(Rows from an object pointing dataset)

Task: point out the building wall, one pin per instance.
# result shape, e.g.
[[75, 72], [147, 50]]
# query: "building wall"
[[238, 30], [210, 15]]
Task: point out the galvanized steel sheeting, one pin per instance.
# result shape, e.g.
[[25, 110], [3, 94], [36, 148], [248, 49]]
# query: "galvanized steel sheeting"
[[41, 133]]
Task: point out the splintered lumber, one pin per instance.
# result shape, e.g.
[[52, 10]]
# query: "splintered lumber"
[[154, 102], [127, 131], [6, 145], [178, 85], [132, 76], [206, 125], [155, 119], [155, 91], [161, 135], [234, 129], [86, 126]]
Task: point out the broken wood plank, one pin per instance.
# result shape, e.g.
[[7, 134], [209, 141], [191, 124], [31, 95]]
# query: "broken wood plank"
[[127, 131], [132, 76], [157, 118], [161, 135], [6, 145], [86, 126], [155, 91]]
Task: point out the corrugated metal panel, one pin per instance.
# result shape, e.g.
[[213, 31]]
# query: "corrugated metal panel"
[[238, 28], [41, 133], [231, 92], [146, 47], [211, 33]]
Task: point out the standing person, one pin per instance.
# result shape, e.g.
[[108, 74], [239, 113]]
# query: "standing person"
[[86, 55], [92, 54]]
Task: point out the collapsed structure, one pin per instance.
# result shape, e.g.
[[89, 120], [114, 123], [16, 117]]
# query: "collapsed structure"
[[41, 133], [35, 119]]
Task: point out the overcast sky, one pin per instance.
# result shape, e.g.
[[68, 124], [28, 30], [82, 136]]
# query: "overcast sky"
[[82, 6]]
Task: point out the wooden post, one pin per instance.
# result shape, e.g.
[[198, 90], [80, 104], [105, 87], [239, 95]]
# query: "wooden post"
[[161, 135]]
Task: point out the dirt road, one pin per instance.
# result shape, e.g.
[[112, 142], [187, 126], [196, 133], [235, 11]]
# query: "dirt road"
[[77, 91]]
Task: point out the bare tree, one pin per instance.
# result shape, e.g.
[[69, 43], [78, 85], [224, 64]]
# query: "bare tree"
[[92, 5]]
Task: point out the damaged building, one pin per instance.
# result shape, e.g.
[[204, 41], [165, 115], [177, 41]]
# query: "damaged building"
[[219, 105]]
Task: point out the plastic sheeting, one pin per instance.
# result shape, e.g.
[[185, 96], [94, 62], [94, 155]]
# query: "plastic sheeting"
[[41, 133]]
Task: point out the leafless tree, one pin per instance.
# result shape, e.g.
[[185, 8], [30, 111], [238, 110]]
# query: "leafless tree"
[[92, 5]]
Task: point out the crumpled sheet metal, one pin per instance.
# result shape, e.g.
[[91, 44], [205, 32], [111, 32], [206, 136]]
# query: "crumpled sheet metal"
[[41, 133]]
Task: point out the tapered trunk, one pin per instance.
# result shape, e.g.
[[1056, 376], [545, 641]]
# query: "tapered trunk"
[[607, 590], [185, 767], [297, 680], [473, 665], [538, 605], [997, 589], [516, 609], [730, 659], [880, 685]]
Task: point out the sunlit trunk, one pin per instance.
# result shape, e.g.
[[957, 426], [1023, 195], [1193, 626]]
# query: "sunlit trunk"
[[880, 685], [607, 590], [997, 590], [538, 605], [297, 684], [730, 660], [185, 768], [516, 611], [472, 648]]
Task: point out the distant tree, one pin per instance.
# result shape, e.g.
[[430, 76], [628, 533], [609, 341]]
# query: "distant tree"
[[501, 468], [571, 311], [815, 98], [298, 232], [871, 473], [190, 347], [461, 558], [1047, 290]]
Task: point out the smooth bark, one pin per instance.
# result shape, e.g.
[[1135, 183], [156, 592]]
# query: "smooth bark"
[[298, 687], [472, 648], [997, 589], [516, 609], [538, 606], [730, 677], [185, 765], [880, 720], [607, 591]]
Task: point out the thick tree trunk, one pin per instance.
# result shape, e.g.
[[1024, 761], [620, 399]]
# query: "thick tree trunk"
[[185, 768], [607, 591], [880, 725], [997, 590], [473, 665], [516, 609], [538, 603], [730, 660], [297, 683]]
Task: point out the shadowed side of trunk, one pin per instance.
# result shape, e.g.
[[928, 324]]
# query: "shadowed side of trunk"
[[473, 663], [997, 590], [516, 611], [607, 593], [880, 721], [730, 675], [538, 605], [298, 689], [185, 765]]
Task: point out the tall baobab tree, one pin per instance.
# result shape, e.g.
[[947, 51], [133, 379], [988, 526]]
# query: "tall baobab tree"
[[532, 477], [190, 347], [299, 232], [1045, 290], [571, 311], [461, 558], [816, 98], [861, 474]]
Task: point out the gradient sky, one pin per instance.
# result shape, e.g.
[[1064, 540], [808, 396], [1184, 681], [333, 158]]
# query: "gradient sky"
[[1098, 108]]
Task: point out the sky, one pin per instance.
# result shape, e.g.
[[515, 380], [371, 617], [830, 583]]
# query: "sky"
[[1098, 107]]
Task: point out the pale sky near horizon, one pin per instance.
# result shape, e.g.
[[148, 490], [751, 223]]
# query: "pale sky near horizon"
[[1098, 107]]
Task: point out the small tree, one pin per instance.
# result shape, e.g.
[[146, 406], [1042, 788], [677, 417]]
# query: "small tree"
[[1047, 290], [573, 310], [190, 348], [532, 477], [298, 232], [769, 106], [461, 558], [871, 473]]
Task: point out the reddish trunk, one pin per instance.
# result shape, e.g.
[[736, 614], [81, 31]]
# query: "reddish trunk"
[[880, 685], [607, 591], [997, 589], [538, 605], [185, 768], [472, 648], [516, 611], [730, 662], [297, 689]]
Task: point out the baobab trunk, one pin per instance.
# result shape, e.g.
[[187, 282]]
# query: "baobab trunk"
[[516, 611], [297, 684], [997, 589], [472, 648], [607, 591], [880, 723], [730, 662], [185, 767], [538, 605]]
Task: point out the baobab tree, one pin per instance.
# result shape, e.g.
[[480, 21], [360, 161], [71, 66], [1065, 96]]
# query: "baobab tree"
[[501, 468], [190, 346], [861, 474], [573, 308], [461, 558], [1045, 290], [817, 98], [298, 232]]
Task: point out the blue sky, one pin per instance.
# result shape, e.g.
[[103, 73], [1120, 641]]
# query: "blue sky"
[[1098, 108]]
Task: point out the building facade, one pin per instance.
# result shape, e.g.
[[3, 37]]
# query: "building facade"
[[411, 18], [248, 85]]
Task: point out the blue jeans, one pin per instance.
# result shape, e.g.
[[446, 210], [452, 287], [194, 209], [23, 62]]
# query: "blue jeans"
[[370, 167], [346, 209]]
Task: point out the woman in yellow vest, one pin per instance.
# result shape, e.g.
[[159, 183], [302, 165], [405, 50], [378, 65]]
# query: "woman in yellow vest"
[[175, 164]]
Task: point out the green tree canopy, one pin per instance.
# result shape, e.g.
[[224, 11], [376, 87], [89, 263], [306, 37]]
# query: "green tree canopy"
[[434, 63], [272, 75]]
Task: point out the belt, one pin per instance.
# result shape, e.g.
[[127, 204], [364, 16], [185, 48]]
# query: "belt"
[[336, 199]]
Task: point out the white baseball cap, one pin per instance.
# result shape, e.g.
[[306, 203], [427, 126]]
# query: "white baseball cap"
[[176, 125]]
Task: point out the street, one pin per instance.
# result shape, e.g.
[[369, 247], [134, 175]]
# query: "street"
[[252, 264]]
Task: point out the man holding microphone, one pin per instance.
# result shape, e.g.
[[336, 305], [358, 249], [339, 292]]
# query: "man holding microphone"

■ Problem details ■
Reproduce all of the records above verbatim, line for line.

■ Result of this exercise ■
Task: point out the building wall, one pin per instance.
# result shape, e.g.
[[75, 72], [147, 50]]
# query: "building wall"
[[238, 30], [210, 15]]
Task: point out the galvanized steel sheeting, one pin per instance.
# result shape, e.g.
[[25, 110], [3, 94], [36, 148], [248, 49]]
# query: "galvanized steel sheeting"
[[41, 133]]
Task: point out the splintered lumber, one pin per instance.
# result shape, e.g.
[[52, 10]]
# query: "splintered lumber"
[[154, 102], [127, 131], [6, 145], [178, 85], [132, 76], [206, 125], [155, 119], [155, 91], [161, 135], [234, 129], [86, 126]]
Task: point out the broken wood plank, one pin per instance.
# result shape, e.g.
[[7, 134], [209, 141], [191, 124], [31, 95]]
# query: "broken wood plank"
[[127, 131], [132, 76], [157, 118], [161, 135], [6, 145], [86, 126], [155, 91]]
Task: point out the corrugated metal panel, one pin per instance.
# result shape, e.g.
[[213, 31]]
# query: "corrugated metal panel"
[[238, 28], [41, 133], [231, 92], [146, 47], [211, 33]]
Task: point out the standing person, one pin per instance.
# result shape, e.g.
[[108, 74], [239, 113]]
# query: "standing person"
[[86, 55], [92, 54]]
Task: point out the collapsed structure, one pin per instance.
# result shape, e.g.
[[89, 120], [114, 123], [16, 117]]
# query: "collapsed structure"
[[41, 133], [35, 119]]
Task: point out the overcast sky, one pin per instance.
# result shape, e.g.
[[68, 124], [28, 30], [82, 136]]
# query: "overcast sky"
[[82, 6]]
Task: point out the wooden post, one pin per instance.
# result shape, e.g.
[[198, 90], [80, 104], [105, 87], [239, 95]]
# query: "wooden post"
[[161, 135]]
Task: point out the dirt road, one pin per instance.
# result shape, e.g.
[[112, 142], [187, 126], [196, 133], [235, 11]]
# query: "dirt road"
[[77, 91]]
Task: point out the bare tree, one pin per instance.
# result shape, e.g.
[[69, 43], [78, 85], [224, 64]]
# query: "bare tree"
[[92, 5]]
Task: point out the damaged building, one pin per instance.
# result shape, e.g.
[[204, 41], [165, 115], [177, 41]]
# query: "damaged building"
[[219, 105]]
Task: point out the plastic sheeting, one pin per instance.
# result shape, e.g.
[[185, 96], [94, 62], [94, 155]]
# query: "plastic sheeting"
[[41, 133]]
Task: point out the leafless tree, one pin per instance.
# result shape, e.g.
[[185, 8], [30, 111], [238, 110]]
# query: "leafless tree"
[[92, 5]]
Task: point out the crumpled sheet metal, one pin per instance.
# result shape, e.g.
[[91, 44], [205, 32], [111, 32], [206, 136]]
# query: "crumpled sheet metal"
[[41, 133]]
Task: point out the tapered trunk, one pin per instance.
# result shape, e.g.
[[1056, 376], [545, 641]]
# query: "tapered trunk"
[[607, 590], [185, 767], [297, 680], [473, 665], [538, 605], [997, 589], [516, 609], [730, 659], [880, 685]]
Task: point out the sunlit trunk, one pin per instance.
# result shape, e.g.
[[957, 426], [1023, 195], [1193, 626]]
# query: "sunlit trunk"
[[880, 685], [607, 590], [997, 590], [538, 605], [297, 684], [730, 660], [185, 768], [516, 611], [472, 648]]
Task: point out the distant tree, one pin per instance.
# result shape, e.g.
[[430, 76], [628, 533], [609, 341]]
# query: "distant tree"
[[501, 468], [571, 311], [815, 98], [298, 232], [871, 473], [190, 347], [461, 558], [1047, 290]]
Task: point out the smooth bark, one pin per instance.
# result shape, e.g.
[[1135, 183], [156, 592]]
# query: "smooth bark"
[[298, 687], [472, 648], [997, 589], [516, 609], [538, 606], [730, 677], [185, 765], [880, 720], [607, 591]]
Task: point out the thick tree trunk, one pin per instance.
# result shape, e.g.
[[1024, 761], [620, 399]]
# query: "thick tree trunk"
[[185, 768], [607, 591], [880, 725], [997, 590], [473, 665], [516, 609], [538, 603], [730, 660], [297, 683]]
Task: point out the shadowed side of trunk, one pin per instance.
# result shape, e.g.
[[928, 324]]
# query: "shadowed side of trunk"
[[473, 663], [997, 590], [516, 611], [607, 593], [880, 721], [730, 675], [538, 605], [298, 689], [185, 765]]
Task: point out the tall baobab tree, one pin per instance.
# result shape, e.g.
[[947, 51], [133, 379], [988, 526]]
# query: "tall baobab tree"
[[532, 477], [190, 347], [299, 232], [1045, 290], [571, 311], [461, 558], [816, 98], [861, 474]]
Task: point out the gradient sky, one pin per instance.
# result shape, e.g.
[[1064, 540], [808, 396], [1184, 681], [333, 158]]
# query: "gradient sky"
[[1098, 108]]
Task: point out the sky, one pin per instance.
# result shape, e.g.
[[515, 380], [371, 617], [830, 583]]
# query: "sky"
[[1098, 107]]
Task: point out the pale sky near horizon, one pin per instance.
# result shape, e.g.
[[148, 490], [751, 223]]
# query: "pale sky near horizon"
[[1098, 107]]
Task: point out the small tree, one pin per instance.
# result shape, e.g.
[[146, 406], [1042, 788], [677, 417]]
# query: "small tree"
[[1047, 290], [573, 310], [190, 348], [532, 477], [298, 232], [769, 106], [461, 558], [871, 473]]
Task: point out the reddish trunk, one pin per instance.
# result shape, e.g.
[[736, 614], [81, 31]]
# query: "reddish trunk"
[[880, 685], [607, 591], [997, 589], [538, 605], [185, 768], [472, 648], [516, 611], [730, 662], [297, 689]]
Task: point out the baobab trunk, one pin per instance.
# result shape, e.g.
[[187, 282]]
# query: "baobab trunk"
[[516, 611], [297, 684], [997, 589], [472, 648], [607, 591], [880, 723], [730, 662], [185, 767], [538, 605]]
Task: point out the baobab tree, one pin per instance.
# result shape, e.g.
[[480, 21], [360, 161], [71, 66], [1065, 96]]
# query: "baobab tree"
[[501, 468], [190, 346], [861, 474], [573, 308], [461, 558], [1045, 290], [817, 98], [298, 232]]
Task: point out the blue sky, one pin per instance.
# result shape, e.g.
[[103, 73], [1120, 641]]
# query: "blue sky"
[[1098, 108]]
Task: point out the building facade, one pin per instance.
# result shape, e.g.
[[3, 37]]
# query: "building facade"
[[411, 18], [248, 85]]
Task: point out the blue jeans, one pin per instance.
# result shape, e.g.
[[446, 210], [452, 287], [194, 209], [23, 62]]
# query: "blue jeans"
[[370, 167], [346, 209]]
Task: point out the woman in yellow vest, one pin per instance.
# result shape, e.g.
[[159, 183], [302, 165], [405, 50], [378, 65]]
# query: "woman in yellow vest"
[[175, 164]]
Task: point out the green tree canopy, one pin per instance.
# result shape, e.g.
[[224, 11], [376, 87], [89, 263], [306, 37]]
# query: "green tree canopy"
[[434, 63], [272, 75]]
Task: point out the belt, one pin per instance.
# result shape, e.g.
[[127, 204], [364, 16], [185, 48]]
# query: "belt"
[[336, 199]]
Task: point out the white baseball cap, one pin per instance.
# result shape, e.g.
[[306, 203], [427, 126]]
# query: "white baseball cap"
[[176, 125]]
Task: point out the street, one pin per instance.
# result shape, e.g.
[[369, 247], [134, 175]]
# query: "street"
[[252, 264]]
Task: point out the man holding microphone, one pin per instance.
# result shape, e.g.
[[336, 305], [358, 249], [339, 292]]
# query: "man holding microphone"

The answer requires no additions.